(Boundary annotation records)
— start —
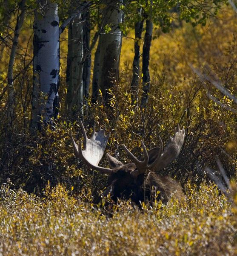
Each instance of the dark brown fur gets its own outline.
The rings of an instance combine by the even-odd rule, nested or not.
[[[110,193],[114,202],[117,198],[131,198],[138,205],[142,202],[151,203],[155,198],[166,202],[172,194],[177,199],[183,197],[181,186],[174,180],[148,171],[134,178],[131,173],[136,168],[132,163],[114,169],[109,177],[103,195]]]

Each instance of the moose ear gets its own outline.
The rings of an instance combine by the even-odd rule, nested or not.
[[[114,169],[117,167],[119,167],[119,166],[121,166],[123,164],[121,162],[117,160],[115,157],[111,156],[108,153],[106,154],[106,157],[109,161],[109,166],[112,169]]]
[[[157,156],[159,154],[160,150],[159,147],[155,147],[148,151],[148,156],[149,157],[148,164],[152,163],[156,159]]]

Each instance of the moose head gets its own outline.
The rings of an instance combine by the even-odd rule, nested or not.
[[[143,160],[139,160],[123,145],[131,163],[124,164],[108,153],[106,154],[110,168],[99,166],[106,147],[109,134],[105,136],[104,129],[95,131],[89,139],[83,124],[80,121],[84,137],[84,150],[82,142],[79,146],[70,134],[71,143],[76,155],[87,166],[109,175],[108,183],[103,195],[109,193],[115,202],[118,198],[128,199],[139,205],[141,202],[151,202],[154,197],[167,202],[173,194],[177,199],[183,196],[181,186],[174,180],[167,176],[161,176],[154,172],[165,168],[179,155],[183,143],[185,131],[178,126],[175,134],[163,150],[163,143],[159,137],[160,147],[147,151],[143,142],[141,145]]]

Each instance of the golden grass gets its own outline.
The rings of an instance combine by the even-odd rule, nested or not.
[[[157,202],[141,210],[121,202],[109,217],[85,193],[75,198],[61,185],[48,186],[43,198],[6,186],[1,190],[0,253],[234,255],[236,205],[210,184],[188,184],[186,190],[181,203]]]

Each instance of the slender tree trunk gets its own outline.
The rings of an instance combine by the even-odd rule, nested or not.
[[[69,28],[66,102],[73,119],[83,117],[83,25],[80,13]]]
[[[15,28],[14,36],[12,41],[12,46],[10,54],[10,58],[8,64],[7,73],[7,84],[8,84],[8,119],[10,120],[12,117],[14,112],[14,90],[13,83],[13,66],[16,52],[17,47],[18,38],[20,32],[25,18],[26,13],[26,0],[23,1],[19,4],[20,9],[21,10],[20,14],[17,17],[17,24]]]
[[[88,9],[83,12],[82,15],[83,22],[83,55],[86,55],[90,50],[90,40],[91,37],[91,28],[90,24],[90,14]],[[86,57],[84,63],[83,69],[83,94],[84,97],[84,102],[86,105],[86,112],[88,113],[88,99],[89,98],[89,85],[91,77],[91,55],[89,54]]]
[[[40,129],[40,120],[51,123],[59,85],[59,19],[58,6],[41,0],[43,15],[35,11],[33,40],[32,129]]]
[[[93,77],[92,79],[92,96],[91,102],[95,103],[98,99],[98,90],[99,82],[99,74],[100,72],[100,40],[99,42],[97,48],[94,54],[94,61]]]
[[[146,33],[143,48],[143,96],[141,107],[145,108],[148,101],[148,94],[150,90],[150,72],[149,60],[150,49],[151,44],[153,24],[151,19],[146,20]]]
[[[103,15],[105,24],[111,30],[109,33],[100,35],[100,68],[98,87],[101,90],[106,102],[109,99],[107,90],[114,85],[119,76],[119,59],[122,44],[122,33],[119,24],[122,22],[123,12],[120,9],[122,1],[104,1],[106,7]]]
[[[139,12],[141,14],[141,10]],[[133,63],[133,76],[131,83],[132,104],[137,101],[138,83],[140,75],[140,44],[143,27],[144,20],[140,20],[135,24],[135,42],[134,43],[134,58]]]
— end —
Problem details
Transcribe the lines of the material starting at the one containing "Each instance of the slender" and ending at the one containing "[[[69,28],[66,102],[73,119],[83,117],[83,25],[80,13]]]", with both of those lines included, keeping every character as it appears.

Solution to this problem
Each instance of the slender tree trunk gets its own outline.
The rings of an instance combine by the even-odd rule, nested or not.
[[[69,28],[66,102],[73,119],[83,117],[83,25],[80,13]]]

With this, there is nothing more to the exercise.